(Dataset excerpt)

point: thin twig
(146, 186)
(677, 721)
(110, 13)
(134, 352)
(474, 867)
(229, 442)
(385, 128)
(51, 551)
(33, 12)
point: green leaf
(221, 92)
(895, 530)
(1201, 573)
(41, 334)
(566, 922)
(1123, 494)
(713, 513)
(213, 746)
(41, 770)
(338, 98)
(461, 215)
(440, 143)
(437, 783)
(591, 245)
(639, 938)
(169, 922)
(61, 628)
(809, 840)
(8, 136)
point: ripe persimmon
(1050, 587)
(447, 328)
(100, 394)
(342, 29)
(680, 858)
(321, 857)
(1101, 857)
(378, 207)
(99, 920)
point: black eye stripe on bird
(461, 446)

» **Exercise**
Can you write out the part of the items that opens with the line containing "point: ripe persimmon" and runs through the end of the items, with the request lines repeated and every number in the point coordinates offset by 23?

» **Solution below**
point: ripe persimmon
(1073, 610)
(470, 351)
(123, 417)
(365, 52)
(703, 881)
(344, 880)
(1124, 880)
(401, 230)
(122, 943)
point: black eye stripe on bird
(484, 469)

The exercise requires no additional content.